▶ **BRIEF**
Rewrite the paragraph in the CORL description below that begins "CORL is an Offline Reinforcement Learning library" as a short bulleted list that keeps its main facts.

▶ **EXTRACT TO READ**

CORL (Clean Offline Reinforcement Learning)

🧵 CORL is an Offline Reinforcement Learning library that provides high-quality and easy-to-follow single-file implementations of SOTA offline reinforcement learning algorithms. Each implementation is backed by a research-friendly codebase, allowing you to run or tune thousands of experiments. Heavily inspired by cleanrl for online RL, check them out too! The highlight features of CORL are:

📜 Single-file implementation
📈 Benchmarked Implementation (11+ offline algorithms, 5+ offline-to-online algorithms, 30+ datasets with detailed logs )
🖼 Weights and Biases integration

You can read more about CORL design and main results in our technical paper.

Tip

⭐ If you're interested in __discrete control__, make sure to check out our new library — [Katakomba](https://github.com/corl-team/katakomba). It provides both discrete control algorithms augmented with recurrence and an offline RL benchmark for the NetHack Learning environment.

▶ **RECORD LIST**

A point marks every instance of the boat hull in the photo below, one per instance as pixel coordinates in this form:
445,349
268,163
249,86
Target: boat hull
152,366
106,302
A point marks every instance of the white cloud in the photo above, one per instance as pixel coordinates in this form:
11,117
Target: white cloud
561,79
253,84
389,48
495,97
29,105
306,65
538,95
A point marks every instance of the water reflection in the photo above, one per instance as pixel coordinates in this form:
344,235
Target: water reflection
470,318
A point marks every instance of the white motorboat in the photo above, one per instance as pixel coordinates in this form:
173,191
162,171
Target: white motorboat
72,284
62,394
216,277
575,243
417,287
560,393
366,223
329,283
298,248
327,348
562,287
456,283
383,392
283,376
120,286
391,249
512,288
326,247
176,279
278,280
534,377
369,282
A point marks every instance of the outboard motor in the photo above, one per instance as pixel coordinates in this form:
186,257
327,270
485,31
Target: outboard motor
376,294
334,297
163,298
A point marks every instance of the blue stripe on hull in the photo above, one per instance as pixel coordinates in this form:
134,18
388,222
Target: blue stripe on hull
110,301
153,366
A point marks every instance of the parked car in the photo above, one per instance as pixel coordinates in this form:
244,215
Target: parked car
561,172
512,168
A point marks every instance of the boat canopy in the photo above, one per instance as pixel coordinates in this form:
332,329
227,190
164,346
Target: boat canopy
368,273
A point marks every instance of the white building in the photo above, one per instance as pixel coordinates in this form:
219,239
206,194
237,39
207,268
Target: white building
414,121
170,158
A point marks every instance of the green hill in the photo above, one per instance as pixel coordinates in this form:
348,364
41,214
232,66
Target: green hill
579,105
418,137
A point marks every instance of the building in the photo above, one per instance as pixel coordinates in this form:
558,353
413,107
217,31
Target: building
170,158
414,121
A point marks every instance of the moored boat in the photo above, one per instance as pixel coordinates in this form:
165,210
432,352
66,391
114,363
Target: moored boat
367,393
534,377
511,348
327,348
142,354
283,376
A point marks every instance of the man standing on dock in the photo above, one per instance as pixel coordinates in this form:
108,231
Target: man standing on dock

▶ **FINISHED TASK**
- CORL is an offline reinforcement learning library.
- It provides high-quality, easy-to-follow single-file implementations of state-of-the-art offline RL algorithms.
- Each implementation is backed by a research-friendly codebase for running or tuning thousands of experiments.
- It was heavily inspired by cleanrl, which covers online RL.